**元の文章:**
※

ノーベル平和賞豪国内の反応
中国国内で民主化運動に参加し、現在投獄されている作家、劉暁波(Liu Xiaobo、54)氏が、2010年ノーベル平和賞を受賞したことと、中国政府が受賞前に、中国とノルウェーの貿易関係をタネにノーベル賞委員会に対して圧力をかけたことがむしろ中国政府の国際感覚欠如を際立たせることになった。
オーストラリア国内では、中国民主化連盟のChin Jin会長が、「中国が閉ざされた社会から開かれた社会に変わる絶好の機会だ。既に風向きが変わっている。それが感じられる」と語り、国内華人社会では大多数の人が劉氏受賞を喜んでいるとしている。
ノーベル賞委員会のトルビョルン・ヤーグラン委員長は、「中国の基本的人権のために長年にわたって非暴力運動に献身してきた」ことを同氏への授賞理由としている。
劉氏は、1989年6月の天安門事件でも民主化運動の学生を支持し、投獄されており、2008年には「08憲章」を中心になって起草、300人を超える知識人、学者、作家がこれに署名した。そのため、2009年12月には11年間の懲役判決を受けている。Jin氏は、「中国権力者の反応はぶざまとしか言いようがない。しかし、中国を今のままにとどめておくことは誰にもできないことは中国民衆にも明らかになってきている」と語っている。

※

劉暁波氏のノーベル平和賞についての記事で、「劉氏は、1989年6月の」で始まる段落を、主な事実を残して箇条書きにまとめてください。 この後の資料は、上の文章とは関係ありません。

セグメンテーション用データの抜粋
※

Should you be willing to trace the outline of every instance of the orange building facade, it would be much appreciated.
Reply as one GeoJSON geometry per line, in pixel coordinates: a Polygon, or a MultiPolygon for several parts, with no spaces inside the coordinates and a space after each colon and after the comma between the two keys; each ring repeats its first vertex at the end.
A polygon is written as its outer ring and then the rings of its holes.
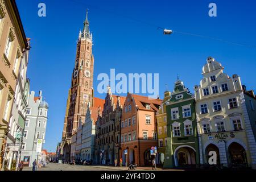
{"type": "Polygon", "coordinates": [[[150,154],[157,146],[155,117],[161,104],[159,99],[128,93],[122,113],[120,158],[123,165],[151,165],[150,154]],[[125,151],[127,150],[127,154],[125,151]]]}

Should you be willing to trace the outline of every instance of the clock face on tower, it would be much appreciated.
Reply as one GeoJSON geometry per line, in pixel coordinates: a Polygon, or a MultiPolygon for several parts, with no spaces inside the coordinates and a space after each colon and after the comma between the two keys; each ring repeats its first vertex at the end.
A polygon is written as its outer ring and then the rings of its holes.
{"type": "Polygon", "coordinates": [[[89,78],[90,76],[90,72],[89,70],[86,70],[84,72],[84,75],[86,77],[89,78]]]}

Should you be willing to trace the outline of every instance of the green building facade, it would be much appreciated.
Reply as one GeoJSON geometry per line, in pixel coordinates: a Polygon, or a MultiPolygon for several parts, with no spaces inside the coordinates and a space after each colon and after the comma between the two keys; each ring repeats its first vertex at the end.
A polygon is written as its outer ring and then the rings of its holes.
{"type": "Polygon", "coordinates": [[[164,104],[167,144],[164,168],[196,167],[200,158],[194,96],[178,80],[164,104]]]}

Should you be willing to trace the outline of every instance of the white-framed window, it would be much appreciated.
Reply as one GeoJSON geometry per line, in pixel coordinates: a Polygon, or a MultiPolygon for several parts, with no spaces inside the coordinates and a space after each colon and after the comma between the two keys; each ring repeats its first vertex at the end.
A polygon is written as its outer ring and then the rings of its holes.
{"type": "Polygon", "coordinates": [[[31,114],[31,108],[27,108],[27,115],[31,114]]]}
{"type": "Polygon", "coordinates": [[[159,139],[158,140],[158,144],[159,145],[159,147],[163,147],[163,139],[159,139]]]}
{"type": "Polygon", "coordinates": [[[22,143],[22,150],[26,150],[26,143],[22,143]]]}
{"type": "Polygon", "coordinates": [[[129,118],[128,119],[128,125],[129,125],[129,126],[131,126],[131,118],[129,118]]]}
{"type": "Polygon", "coordinates": [[[201,114],[206,114],[208,113],[208,109],[207,108],[207,104],[204,104],[200,105],[201,114]]]}
{"type": "Polygon", "coordinates": [[[133,140],[135,140],[136,139],[136,131],[133,132],[133,140]]]}
{"type": "Polygon", "coordinates": [[[157,140],[158,139],[158,136],[156,132],[152,131],[152,135],[153,136],[153,140],[157,140]]]}
{"type": "Polygon", "coordinates": [[[13,39],[11,37],[11,35],[8,36],[8,39],[6,44],[6,46],[5,47],[5,54],[6,57],[8,57],[9,56],[10,51],[11,50],[11,44],[13,42],[13,39]]]}
{"type": "Polygon", "coordinates": [[[214,112],[221,110],[221,104],[220,101],[213,102],[213,111],[214,112]]]}
{"type": "Polygon", "coordinates": [[[229,88],[228,88],[228,84],[221,84],[221,89],[222,92],[228,91],[229,90],[229,88]]]}
{"type": "Polygon", "coordinates": [[[237,102],[236,98],[229,98],[229,109],[234,109],[237,107],[237,102]]]}
{"type": "Polygon", "coordinates": [[[28,134],[28,131],[27,130],[24,131],[24,132],[23,132],[23,138],[27,138],[27,134],[28,134]]]}
{"type": "Polygon", "coordinates": [[[251,100],[249,100],[250,105],[251,106],[251,109],[254,110],[254,106],[253,106],[253,102],[251,100]]]}
{"type": "Polygon", "coordinates": [[[128,140],[129,141],[131,141],[131,133],[129,133],[128,134],[128,140]]]}
{"type": "Polygon", "coordinates": [[[30,121],[28,119],[25,121],[25,127],[30,127],[30,121]]]}
{"type": "Polygon", "coordinates": [[[174,127],[174,136],[180,136],[180,129],[179,126],[174,127]]]}
{"type": "Polygon", "coordinates": [[[179,118],[179,107],[172,108],[171,109],[171,111],[172,113],[172,119],[177,119],[179,118]]]}
{"type": "Polygon", "coordinates": [[[212,86],[212,93],[218,93],[218,86],[214,85],[212,86]]]}
{"type": "Polygon", "coordinates": [[[151,123],[151,117],[150,115],[146,115],[146,124],[150,124],[151,123]]]}
{"type": "Polygon", "coordinates": [[[131,110],[131,105],[128,106],[128,111],[130,111],[131,110]]]}
{"type": "Polygon", "coordinates": [[[167,126],[166,125],[164,126],[164,133],[167,133],[167,126]]]}
{"type": "Polygon", "coordinates": [[[233,126],[234,127],[234,130],[242,130],[242,123],[241,119],[232,119],[233,126]]]}
{"type": "Polygon", "coordinates": [[[36,138],[39,138],[39,137],[40,137],[40,132],[38,131],[36,133],[36,138]]]}
{"type": "Polygon", "coordinates": [[[182,113],[183,118],[187,118],[191,117],[191,110],[190,109],[190,105],[182,106],[182,113]]]}
{"type": "Polygon", "coordinates": [[[167,119],[166,118],[166,116],[164,116],[164,122],[166,123],[167,121],[167,119]]]}
{"type": "Polygon", "coordinates": [[[217,132],[225,131],[224,121],[217,121],[216,122],[217,132]]]}
{"type": "Polygon", "coordinates": [[[159,126],[158,127],[158,134],[159,135],[162,135],[162,133],[163,133],[163,131],[162,131],[162,126],[159,126]]]}
{"type": "Polygon", "coordinates": [[[211,82],[216,81],[216,77],[215,75],[213,75],[213,76],[210,76],[210,81],[211,81],[211,82]]]}
{"type": "Polygon", "coordinates": [[[164,138],[164,146],[166,146],[167,145],[167,138],[164,138]]]}
{"type": "Polygon", "coordinates": [[[135,125],[135,116],[134,115],[133,116],[133,125],[135,125]]]}
{"type": "Polygon", "coordinates": [[[147,131],[143,131],[143,139],[147,140],[147,131]]]}
{"type": "Polygon", "coordinates": [[[202,123],[202,128],[204,131],[204,133],[210,133],[210,126],[209,122],[205,122],[202,123]]]}
{"type": "Polygon", "coordinates": [[[38,121],[38,127],[41,127],[41,121],[38,121]]]}
{"type": "Polygon", "coordinates": [[[158,118],[158,123],[162,123],[162,119],[161,118],[158,118]]]}
{"type": "Polygon", "coordinates": [[[208,96],[209,94],[209,89],[208,88],[204,88],[203,89],[203,91],[204,92],[204,96],[208,96]]]}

※

**答え:**
- 1989年6月の天安門事件で民主化運動の学生を支持し、投獄された
- 2008年に「08憲章」を中心になって起草し、300人を超える知識人、学者、作家が署名した
- そのため、2009年12月に懲役11年の判決を受けた
- Jin氏は、中国権力者の反応はぶざまとしか言いようがないと述べた
- Jin氏は、中国を今のままにとどめておくことは誰にもできず、そのことが中国民衆にも明らかになってきているとも語った